Task details: Return every record exactly. Omit nothing.

Data for processing:
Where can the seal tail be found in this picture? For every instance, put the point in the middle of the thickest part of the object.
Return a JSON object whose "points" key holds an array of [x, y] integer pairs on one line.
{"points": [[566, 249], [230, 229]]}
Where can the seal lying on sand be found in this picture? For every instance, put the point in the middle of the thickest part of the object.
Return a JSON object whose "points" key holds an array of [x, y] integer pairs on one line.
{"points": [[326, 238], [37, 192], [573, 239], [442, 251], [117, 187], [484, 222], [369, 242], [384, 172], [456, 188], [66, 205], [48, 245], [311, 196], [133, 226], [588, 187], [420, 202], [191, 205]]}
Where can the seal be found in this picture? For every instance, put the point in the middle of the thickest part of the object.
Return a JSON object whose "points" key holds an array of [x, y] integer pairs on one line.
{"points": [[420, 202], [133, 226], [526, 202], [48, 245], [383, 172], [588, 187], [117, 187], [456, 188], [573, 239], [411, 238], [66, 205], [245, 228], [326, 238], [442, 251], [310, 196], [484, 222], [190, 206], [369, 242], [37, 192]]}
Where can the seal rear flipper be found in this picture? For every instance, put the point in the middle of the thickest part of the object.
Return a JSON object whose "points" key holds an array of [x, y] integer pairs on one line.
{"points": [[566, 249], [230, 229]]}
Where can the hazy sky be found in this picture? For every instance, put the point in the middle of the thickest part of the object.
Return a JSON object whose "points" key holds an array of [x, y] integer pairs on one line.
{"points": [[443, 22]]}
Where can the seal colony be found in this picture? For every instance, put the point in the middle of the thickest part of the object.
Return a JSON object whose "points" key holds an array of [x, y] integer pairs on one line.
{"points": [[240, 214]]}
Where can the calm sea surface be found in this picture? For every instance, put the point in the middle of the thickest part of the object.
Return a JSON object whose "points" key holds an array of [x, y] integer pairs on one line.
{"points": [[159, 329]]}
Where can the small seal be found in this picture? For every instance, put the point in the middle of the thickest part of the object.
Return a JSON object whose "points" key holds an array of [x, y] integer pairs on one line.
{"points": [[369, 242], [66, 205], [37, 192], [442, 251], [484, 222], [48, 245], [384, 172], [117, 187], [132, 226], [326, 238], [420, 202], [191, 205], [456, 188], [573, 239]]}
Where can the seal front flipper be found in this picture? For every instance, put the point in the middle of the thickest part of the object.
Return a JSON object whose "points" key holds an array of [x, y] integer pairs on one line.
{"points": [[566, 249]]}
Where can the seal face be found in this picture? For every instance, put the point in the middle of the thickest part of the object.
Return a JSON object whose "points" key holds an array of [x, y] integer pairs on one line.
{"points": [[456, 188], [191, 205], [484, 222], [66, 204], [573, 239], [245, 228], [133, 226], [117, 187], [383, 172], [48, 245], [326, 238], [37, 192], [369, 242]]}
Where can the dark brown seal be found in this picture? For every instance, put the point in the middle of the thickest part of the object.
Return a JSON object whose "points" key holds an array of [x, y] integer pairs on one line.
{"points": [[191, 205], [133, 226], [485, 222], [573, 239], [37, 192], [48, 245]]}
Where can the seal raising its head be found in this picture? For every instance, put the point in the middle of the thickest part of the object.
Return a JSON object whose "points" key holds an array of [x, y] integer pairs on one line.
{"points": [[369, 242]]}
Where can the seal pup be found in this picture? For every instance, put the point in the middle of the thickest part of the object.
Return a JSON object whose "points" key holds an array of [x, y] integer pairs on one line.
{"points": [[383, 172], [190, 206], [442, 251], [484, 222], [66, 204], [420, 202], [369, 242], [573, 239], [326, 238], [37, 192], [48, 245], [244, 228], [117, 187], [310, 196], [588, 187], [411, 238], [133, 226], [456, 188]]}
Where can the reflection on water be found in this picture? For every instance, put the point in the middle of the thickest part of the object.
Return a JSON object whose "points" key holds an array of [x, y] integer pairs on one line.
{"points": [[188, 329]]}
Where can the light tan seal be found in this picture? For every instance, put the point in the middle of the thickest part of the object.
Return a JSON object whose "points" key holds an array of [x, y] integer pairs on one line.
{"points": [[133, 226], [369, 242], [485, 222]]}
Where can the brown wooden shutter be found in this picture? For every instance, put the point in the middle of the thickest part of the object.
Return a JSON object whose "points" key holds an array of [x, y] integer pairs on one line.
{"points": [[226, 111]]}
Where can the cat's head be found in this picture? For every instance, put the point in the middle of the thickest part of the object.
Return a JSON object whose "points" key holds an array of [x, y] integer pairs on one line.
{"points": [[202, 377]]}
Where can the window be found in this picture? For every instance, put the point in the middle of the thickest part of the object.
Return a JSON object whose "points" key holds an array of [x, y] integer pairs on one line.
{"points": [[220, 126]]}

Answer to the problem:
Where can the seal tail be found in this picture? For every instance, put the point in the middle of the thickest part of the object.
Return a JSON object whose "points" key holds an array of [x, y] integer pairs on one line.
{"points": [[566, 249], [230, 229]]}
Where can the seal lying on sand be found in this picture? For every instance, put the point in the middle of the thickest part of the object.
Return a JSON object whose "points" key holds an array of [x, y] integer pairs on one line.
{"points": [[326, 238], [37, 192], [573, 239], [442, 251], [117, 187], [484, 222], [369, 242], [384, 172], [456, 188], [66, 205], [48, 245], [311, 196], [133, 226], [588, 187], [420, 202], [191, 205]]}
Where can the seal be found in this picture? For every instance, put the point in the middle of the thickest part of the object.
Return a JSON object whose "points" key holds an array of [x, y] integer pairs on one line.
{"points": [[420, 202], [133, 226], [526, 202], [48, 245], [383, 172], [588, 187], [117, 187], [456, 188], [573, 239], [411, 238], [66, 205], [245, 228], [326, 238], [442, 251], [310, 196], [484, 222], [190, 206], [369, 242], [37, 192]]}
Where can the seal rear flipper be found in this picture? For every instance, put the point in the middle of the thickest part of the object.
Return a JSON object whose "points" key holds an array of [x, y] integer pairs on one line.
{"points": [[566, 249], [230, 229]]}
Where can the hazy sky be found in this picture? For every instance, put the point in the middle of the thickest part of the object.
Return a JSON object whose "points" key holds an array of [x, y] integer pairs on one line.
{"points": [[443, 22]]}
Where can the seal colony be found in this picture? For every instance, put the point in the middle of the thickest part of the object.
Return a JSON object whose "points" key holds an array of [x, y] integer pairs on one line.
{"points": [[240, 214]]}
Where can the calm sea surface be found in this picture? For every instance, put the point in the middle of the thickest part of the object.
Return a JSON object whose "points" key holds an array of [x, y] integer pairs on one line.
{"points": [[159, 329]]}
Where can the small seal be found in this picture? For every instance, put the point in the middle of the thickest part of the object.
Return a JSON object whose "points" key holds an array of [x, y] integer pairs on one line.
{"points": [[369, 242], [66, 205], [37, 192], [442, 251], [484, 222], [48, 245], [384, 172], [117, 187], [132, 226], [326, 238], [420, 202], [191, 205], [456, 188], [573, 239]]}
Where can the seal front flipper be found in this picture? For every instance, put the point in the middle of the thickest part of the object.
Return a JSON object whose "points" key holds an array of [x, y] integer pairs on one line.
{"points": [[566, 249]]}
Where can the seal face be found in this picture? For every instance, put the point in the middle of the thickest part of the object.
Return a JSON object whose "points" key holds an array of [x, y] integer pairs on one line.
{"points": [[456, 188], [191, 205], [484, 222], [66, 204], [573, 239], [245, 228], [133, 226], [117, 187], [383, 172], [48, 245], [326, 238], [37, 192], [369, 242]]}
Where can the dark brown seal be found in this picture? For every instance, put the point in the middle of the thickest part of the object.
Return a JSON object whose "points" key holds an array of [x, y] integer pairs on one line.
{"points": [[191, 205], [133, 226], [485, 222], [573, 239], [37, 192], [48, 245]]}
Where can the seal raising its head be found in this picture? For every instance, put the point in the middle of the thickest part of the object.
Return a JSON object whose "points" key holds an array of [x, y] integer pairs on one line.
{"points": [[369, 242]]}
Where can the seal pup be found in this picture? For every instance, put the point in the middle of the thickest part of the object.
Return a JSON object whose "points" key holds an array of [x, y] integer pairs on one line.
{"points": [[383, 172], [190, 206], [442, 251], [484, 222], [66, 204], [420, 202], [369, 242], [573, 239], [326, 238], [37, 192], [48, 245], [244, 228], [117, 187], [310, 196], [588, 187], [411, 238], [133, 226], [456, 188]]}
Where can the reflection on water be found in this picture? For every instance, put the point in the middle of the thickest part of the object.
Return a JSON object whose "points" key holds an array of [x, y] integer pairs on one line.
{"points": [[188, 329]]}
Where can the light tan seal be found in this picture? For every instance, put the point in the middle of the thickest part of the object.
Return a JSON object whose "points" key holds an array of [x, y] integer pairs on one line.
{"points": [[133, 226], [369, 242], [485, 222]]}
Where can the brown wooden shutter be found in this picture? For every instance, put the point in the middle of the thickest part of the object.
Return a JSON object whose "points" key holds an array of [x, y] integer pairs on one line.
{"points": [[226, 111]]}
Where can the cat's head be found in this picture? For every instance, put the point in the middle of the thickest part of the object.
Return a JSON object whose "points" key holds an array of [x, y] integer pairs on one line.
{"points": [[202, 377]]}
Where can the window be found in this picture? For every instance, put the point in the middle of the thickest part of the object.
Return a JSON object whose "points" key holds an array of [x, y] integer pairs on one line.
{"points": [[220, 126]]}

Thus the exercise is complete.